----- Excerto do texto

Tuesday 16 March 2010

Experimente um super-carro!

Texto e fotos: Mike Silva no Reino Unido




Quando era puto, tinha um amigo"matulão" que me costumava empurrar ladeira abaixo no meu carro de rolamentos. Agarráva-me com força à corda que servia de "guiador" e encurvava-me para a frente olhando por entre as pernas. O pequeno carro de madeira evoluia ladeira abaixo com um ronco brutal proveniente dos rolamentos de esferas gripados, mas também graças ao barulho que o Albertino fazia a imitar um carro a acelerar.

Ganda pinta...

Hoje, quase quarenta anos decorridos sobre esses gloriosos tempos em que eramos putos e não sabíamos o que era desistir de sonhar, volto a lembrar-me do Albertino e do carrinho de rolamentos. Ou seja, ainda não deixei de sonhar. Em vez do Albertino, que foi para a Holanda e nunca mais o ví, tenho agora a empurrar-me as costas cerca de 450 cavalos. O Albertino não precisa de fazer barulho com a boca,porque hoje tenho um V8 italiano a fazer esse trabalho por ele. Em vez de rolamentos gripados , tenho pneus 285 R21 a chiar e a deixar cheiro de borracha queimada numa pista . O sonho permanece intacto, e foi ele que me trouxe aqui hoje.



"Olhe, de momento só temos este...se não se importar..."


Organizado pela empresa Dream Drivers Days ( Vão pesquisar), este evento é apenas mais um em apenas mais um autódromo ou aeródromo desactivado que permite às pessoas experimentarem um super-carro, por uma quantia justa. Permite que possamos dizer o que significa guiar um carro francamente mais potente do que tudo o que já guiámos até hoje. Chega-se, escolhe-se o carro, paga-se, entra-se e acelera-se! Tão simples como isto...

----------

- **Tarefa a executar**
Reproduza integralmente o trecho do texto sobre o super-carro que vai de "Experimente um super-carro!" até "carro a acelerar.". Os registos que se seguem constituem material independente do texto.

----- Registos apresentados

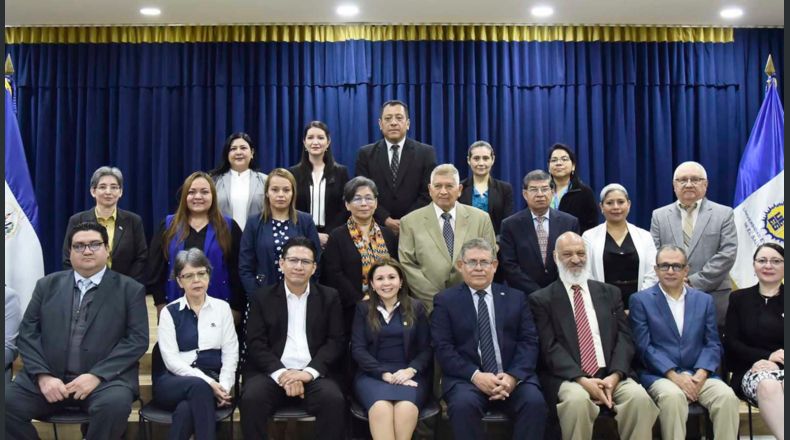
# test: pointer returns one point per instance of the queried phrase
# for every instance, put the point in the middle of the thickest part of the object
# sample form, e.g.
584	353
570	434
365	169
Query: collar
95	278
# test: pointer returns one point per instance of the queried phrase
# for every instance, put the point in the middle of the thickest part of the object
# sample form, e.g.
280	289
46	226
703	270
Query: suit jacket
416	342
115	340
129	247
559	342
595	239
713	247
267	329
520	252
659	345
456	340
256	198
335	209
410	190
423	252
500	199
342	267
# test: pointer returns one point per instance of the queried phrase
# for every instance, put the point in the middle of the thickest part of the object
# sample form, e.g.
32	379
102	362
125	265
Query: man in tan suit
431	237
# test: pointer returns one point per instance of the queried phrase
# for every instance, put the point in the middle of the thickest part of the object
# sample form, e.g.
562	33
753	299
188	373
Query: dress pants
716	396
108	407
526	407
261	396
193	404
635	411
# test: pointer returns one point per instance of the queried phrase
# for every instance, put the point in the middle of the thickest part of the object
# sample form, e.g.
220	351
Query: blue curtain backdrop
632	111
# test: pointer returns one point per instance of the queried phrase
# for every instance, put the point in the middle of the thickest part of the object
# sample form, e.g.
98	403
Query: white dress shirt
677	307
240	195
592	318
215	332
296	353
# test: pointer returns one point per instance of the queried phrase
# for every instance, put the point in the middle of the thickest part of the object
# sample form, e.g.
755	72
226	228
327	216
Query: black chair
151	413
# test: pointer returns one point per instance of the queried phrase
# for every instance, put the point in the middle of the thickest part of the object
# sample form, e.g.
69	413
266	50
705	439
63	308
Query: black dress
621	266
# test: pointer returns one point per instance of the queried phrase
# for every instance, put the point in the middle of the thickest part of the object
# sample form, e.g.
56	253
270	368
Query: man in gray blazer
80	340
704	229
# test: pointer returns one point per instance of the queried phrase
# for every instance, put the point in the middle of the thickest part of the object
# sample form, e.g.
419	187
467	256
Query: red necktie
586	346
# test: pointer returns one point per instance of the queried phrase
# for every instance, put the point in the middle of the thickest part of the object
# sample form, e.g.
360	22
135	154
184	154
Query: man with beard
586	349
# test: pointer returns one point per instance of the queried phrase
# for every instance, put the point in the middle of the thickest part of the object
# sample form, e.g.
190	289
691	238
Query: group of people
317	287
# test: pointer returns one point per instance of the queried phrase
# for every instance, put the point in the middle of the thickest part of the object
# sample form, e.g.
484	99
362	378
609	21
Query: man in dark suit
487	347
587	349
127	244
80	340
528	236
294	338
401	167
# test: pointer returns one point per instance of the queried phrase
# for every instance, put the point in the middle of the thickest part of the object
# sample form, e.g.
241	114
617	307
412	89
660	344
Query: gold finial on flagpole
9	66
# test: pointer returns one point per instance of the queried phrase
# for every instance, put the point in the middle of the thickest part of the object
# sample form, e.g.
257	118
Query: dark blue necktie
487	354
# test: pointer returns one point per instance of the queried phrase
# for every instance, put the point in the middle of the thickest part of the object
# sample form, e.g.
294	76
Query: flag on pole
24	262
759	191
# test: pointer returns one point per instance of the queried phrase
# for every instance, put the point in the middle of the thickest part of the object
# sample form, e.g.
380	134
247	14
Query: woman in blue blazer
390	342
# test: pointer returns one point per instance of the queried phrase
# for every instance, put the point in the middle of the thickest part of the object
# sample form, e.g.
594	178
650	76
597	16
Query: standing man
432	236
127	244
528	236
487	347
704	230
400	166
677	342
80	340
294	336
587	349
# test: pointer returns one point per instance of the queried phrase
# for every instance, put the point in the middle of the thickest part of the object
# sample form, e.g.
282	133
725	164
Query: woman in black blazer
391	344
320	181
353	247
483	191
754	337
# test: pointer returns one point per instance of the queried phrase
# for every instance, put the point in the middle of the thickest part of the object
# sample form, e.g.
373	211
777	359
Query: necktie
487	353
394	163
543	238
586	346
688	225
447	231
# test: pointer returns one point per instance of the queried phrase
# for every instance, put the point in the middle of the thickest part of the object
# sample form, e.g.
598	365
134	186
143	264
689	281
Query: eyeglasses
483	264
541	190
357	200
692	180
199	275
93	246
774	261
293	261
664	267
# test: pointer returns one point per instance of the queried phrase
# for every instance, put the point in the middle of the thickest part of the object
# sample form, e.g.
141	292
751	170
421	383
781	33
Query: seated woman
754	338
200	351
620	253
354	247
320	180
197	223
571	195
482	191
239	184
391	344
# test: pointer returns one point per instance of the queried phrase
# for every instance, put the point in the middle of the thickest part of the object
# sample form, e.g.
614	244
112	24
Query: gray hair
613	187
669	248
446	169
697	165
353	185
191	257
106	171
536	175
478	144
478	243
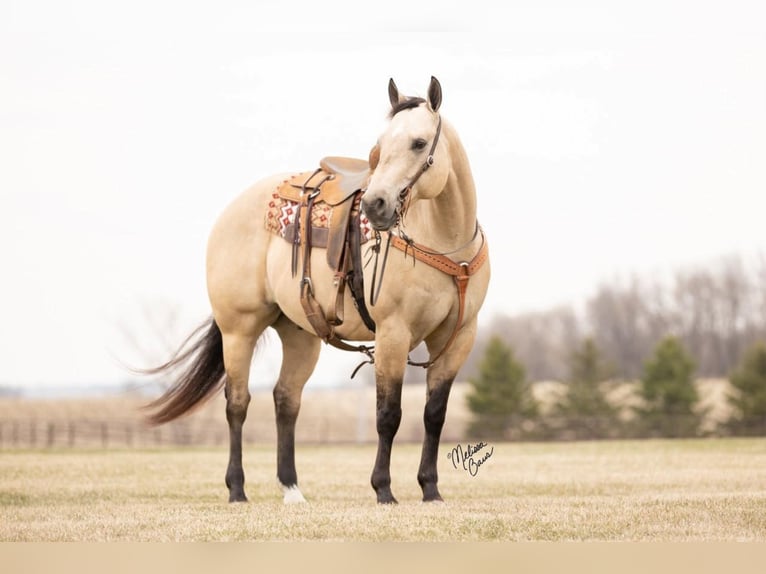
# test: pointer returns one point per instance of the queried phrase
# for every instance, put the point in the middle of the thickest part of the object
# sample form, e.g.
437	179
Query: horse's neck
448	221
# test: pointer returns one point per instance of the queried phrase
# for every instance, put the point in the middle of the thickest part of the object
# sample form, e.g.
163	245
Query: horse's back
236	255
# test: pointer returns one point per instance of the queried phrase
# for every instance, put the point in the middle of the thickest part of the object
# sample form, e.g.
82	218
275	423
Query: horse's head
410	160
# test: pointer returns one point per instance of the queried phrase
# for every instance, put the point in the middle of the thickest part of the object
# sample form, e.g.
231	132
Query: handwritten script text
471	457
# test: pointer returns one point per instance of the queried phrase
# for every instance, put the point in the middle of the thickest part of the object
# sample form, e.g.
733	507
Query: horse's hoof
292	495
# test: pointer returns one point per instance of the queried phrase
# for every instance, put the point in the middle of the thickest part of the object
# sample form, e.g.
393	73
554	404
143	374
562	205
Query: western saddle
338	182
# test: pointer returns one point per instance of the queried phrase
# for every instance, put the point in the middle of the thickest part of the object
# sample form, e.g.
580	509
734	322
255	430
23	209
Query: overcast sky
604	140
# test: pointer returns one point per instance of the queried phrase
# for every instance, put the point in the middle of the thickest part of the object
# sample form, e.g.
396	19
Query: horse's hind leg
237	354
300	352
439	380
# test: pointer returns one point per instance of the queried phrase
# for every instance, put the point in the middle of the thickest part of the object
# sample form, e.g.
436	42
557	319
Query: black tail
201	355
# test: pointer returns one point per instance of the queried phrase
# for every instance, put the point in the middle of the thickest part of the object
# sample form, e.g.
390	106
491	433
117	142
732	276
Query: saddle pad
280	218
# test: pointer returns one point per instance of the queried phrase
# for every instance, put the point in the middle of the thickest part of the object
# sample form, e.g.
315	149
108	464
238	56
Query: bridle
459	271
404	195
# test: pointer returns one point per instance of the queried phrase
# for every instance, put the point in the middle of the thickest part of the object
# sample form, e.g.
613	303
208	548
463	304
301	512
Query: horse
417	193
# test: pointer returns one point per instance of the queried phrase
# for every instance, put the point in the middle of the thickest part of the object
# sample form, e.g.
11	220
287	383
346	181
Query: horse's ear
393	93
435	94
374	157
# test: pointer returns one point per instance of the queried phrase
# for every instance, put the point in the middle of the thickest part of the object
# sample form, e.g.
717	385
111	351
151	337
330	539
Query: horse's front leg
390	362
440	377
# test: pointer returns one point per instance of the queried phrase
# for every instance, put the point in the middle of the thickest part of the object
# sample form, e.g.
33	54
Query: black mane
406	104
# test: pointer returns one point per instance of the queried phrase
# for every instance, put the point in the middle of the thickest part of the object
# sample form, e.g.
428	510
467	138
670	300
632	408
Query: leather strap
460	272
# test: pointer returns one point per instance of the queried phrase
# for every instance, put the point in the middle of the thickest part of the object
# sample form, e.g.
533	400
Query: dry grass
700	490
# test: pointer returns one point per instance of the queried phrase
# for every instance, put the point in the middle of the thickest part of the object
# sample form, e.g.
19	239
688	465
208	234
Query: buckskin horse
282	254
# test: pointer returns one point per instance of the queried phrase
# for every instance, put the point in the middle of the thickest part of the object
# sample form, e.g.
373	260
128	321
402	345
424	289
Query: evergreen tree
500	398
584	410
668	393
748	401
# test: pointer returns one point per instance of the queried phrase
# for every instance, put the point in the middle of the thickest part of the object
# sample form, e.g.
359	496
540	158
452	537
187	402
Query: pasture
668	491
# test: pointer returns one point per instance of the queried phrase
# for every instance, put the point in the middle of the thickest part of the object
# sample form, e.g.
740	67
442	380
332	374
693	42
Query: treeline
716	311
664	403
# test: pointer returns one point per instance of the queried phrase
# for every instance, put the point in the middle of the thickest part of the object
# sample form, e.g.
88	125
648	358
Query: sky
606	138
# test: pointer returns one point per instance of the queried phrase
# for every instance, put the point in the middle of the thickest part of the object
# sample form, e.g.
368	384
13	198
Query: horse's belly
285	290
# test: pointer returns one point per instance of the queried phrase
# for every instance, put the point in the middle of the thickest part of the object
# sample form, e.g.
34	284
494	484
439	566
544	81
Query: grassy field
697	490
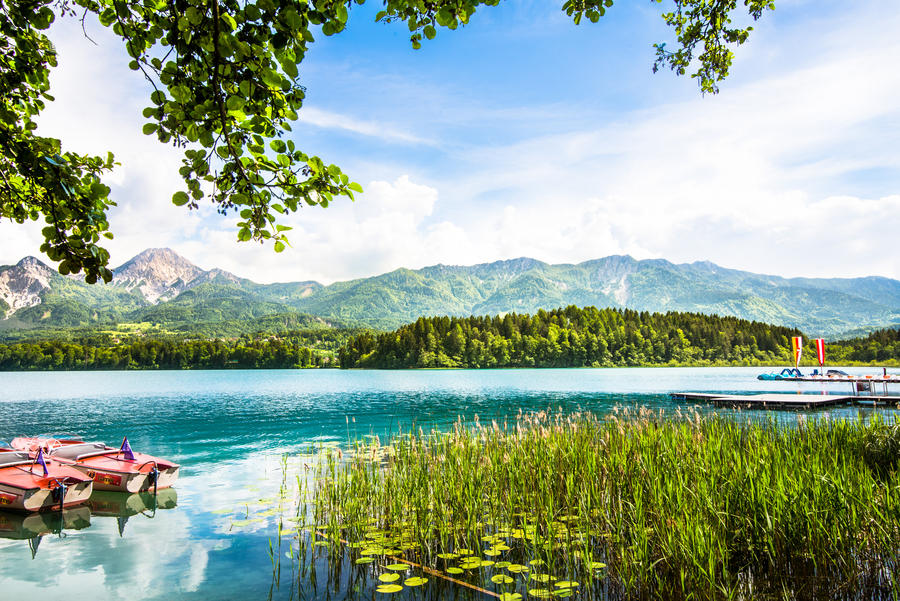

----------

- **Resposta à tarefa**
Experimente um super-carro!

Texto e fotos: Mike Silva no Reino Unido




Quando era puto, tinha um amigo"matulão" que me costumava empurrar ladeira abaixo no meu carro de rolamentos. Agarráva-me com força à corda que servia de "guiador" e encurvava-me para a frente olhando por entre as pernas. O pequeno carro de madeira evoluia ladeira abaixo com um ronco brutal proveniente dos rolamentos de esferas gripados, mas também graças ao barulho que o Albertino fazia a imitar um carro a acelerar.